WHAT NEEDS TO BE DONE » Would you please repeat the lines in the listing below from the one containing "Target: young woman in blue shirt" through the final one, exactly as they appear?

RECORDS FOR THIS EXERCISE »
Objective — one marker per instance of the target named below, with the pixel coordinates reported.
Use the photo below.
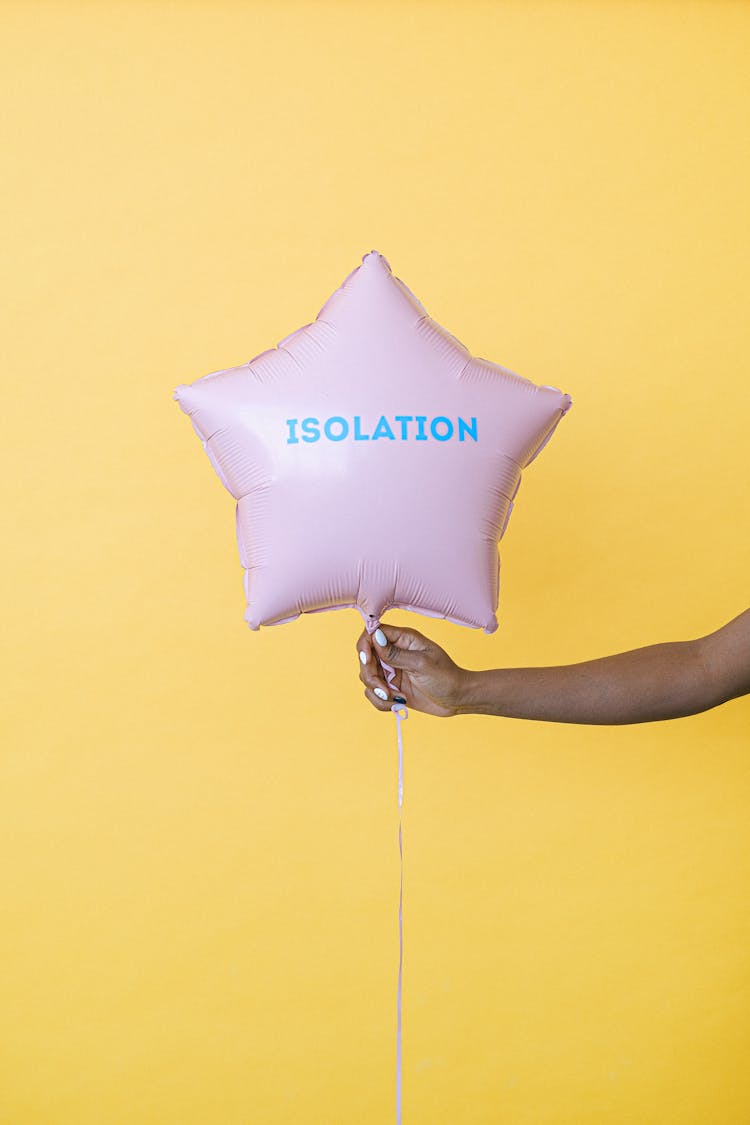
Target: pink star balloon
(375, 461)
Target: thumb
(405, 648)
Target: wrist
(471, 696)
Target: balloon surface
(375, 461)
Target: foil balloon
(375, 461)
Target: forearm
(643, 685)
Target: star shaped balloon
(375, 461)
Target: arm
(642, 685)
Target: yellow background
(199, 876)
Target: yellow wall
(199, 876)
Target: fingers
(405, 648)
(380, 704)
(371, 673)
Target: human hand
(425, 674)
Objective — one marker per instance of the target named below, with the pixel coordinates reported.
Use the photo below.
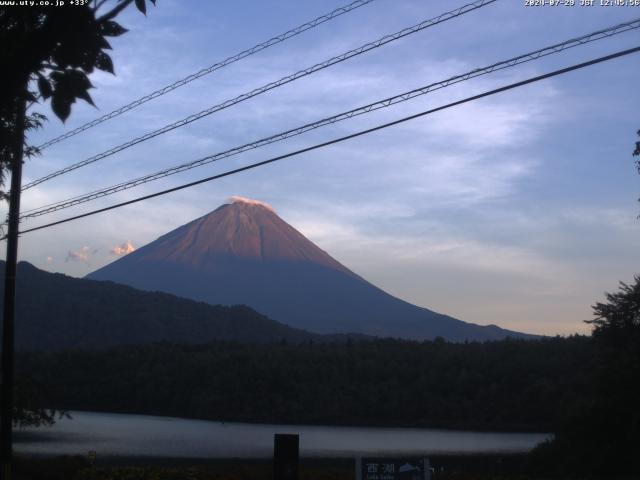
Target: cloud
(122, 249)
(239, 199)
(81, 255)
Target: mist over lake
(118, 435)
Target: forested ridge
(502, 385)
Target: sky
(518, 209)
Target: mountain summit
(244, 253)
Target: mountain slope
(56, 312)
(244, 253)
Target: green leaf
(45, 87)
(142, 6)
(104, 62)
(110, 28)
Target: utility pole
(8, 319)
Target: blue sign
(394, 469)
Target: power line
(206, 71)
(270, 86)
(598, 35)
(342, 139)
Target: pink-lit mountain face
(244, 253)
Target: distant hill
(56, 312)
(244, 253)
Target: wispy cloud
(122, 249)
(82, 255)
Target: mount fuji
(244, 253)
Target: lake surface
(117, 435)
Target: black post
(8, 320)
(285, 456)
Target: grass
(451, 467)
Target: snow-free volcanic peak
(244, 253)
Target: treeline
(503, 385)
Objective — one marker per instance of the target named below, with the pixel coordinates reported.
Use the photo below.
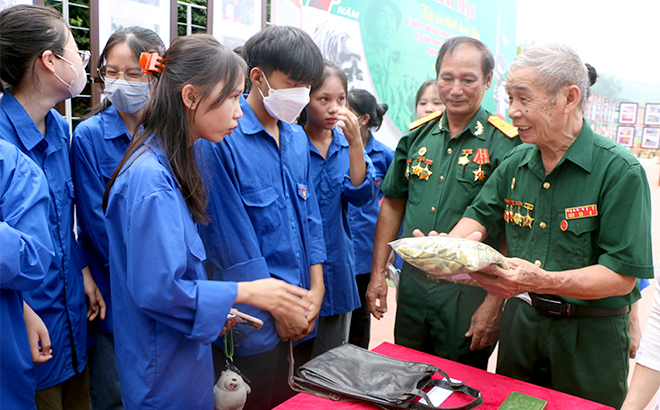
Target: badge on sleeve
(302, 191)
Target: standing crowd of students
(176, 178)
(192, 198)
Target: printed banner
(389, 47)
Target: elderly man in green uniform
(575, 209)
(439, 167)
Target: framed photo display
(235, 21)
(625, 135)
(650, 138)
(627, 113)
(652, 114)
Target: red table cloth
(494, 388)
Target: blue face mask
(127, 97)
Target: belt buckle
(554, 307)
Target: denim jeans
(103, 377)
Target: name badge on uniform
(302, 191)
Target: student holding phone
(170, 313)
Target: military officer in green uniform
(575, 210)
(439, 167)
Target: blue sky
(617, 37)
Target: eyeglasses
(133, 75)
(84, 55)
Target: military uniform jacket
(593, 208)
(438, 176)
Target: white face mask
(127, 97)
(77, 85)
(285, 104)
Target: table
(494, 388)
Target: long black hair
(363, 102)
(199, 60)
(139, 40)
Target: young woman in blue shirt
(363, 219)
(25, 255)
(166, 311)
(98, 144)
(342, 175)
(41, 64)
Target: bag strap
(477, 401)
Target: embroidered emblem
(302, 191)
(581, 212)
(479, 128)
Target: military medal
(481, 158)
(425, 172)
(418, 168)
(508, 210)
(527, 219)
(464, 160)
(517, 217)
(479, 129)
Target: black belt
(557, 308)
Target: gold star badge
(479, 129)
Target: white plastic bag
(448, 258)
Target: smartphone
(245, 319)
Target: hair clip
(151, 64)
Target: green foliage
(607, 86)
(198, 17)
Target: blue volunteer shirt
(25, 256)
(60, 299)
(166, 312)
(265, 220)
(98, 145)
(334, 190)
(363, 219)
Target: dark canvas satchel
(349, 372)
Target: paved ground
(383, 330)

RESPONSE »
Target: young woman in blue shirt
(363, 219)
(25, 255)
(166, 311)
(98, 144)
(342, 175)
(41, 64)
Target: bag strap
(477, 401)
Target: embroidered emblem
(302, 191)
(581, 212)
(479, 128)
Target: military medal
(481, 158)
(425, 172)
(418, 168)
(508, 210)
(527, 219)
(464, 160)
(517, 217)
(479, 129)
Target: black belt
(557, 308)
Target: gold star badge
(479, 129)
Target: white plastic bag
(448, 258)
Target: smartphone
(245, 319)
Target: hair clip
(151, 64)
Target: green foliage
(607, 86)
(198, 17)
Target: blue volunteer shirt
(25, 256)
(60, 299)
(166, 312)
(265, 220)
(98, 145)
(334, 190)
(363, 219)
Target: dark canvas satchel
(349, 372)
Target: paved ground
(383, 330)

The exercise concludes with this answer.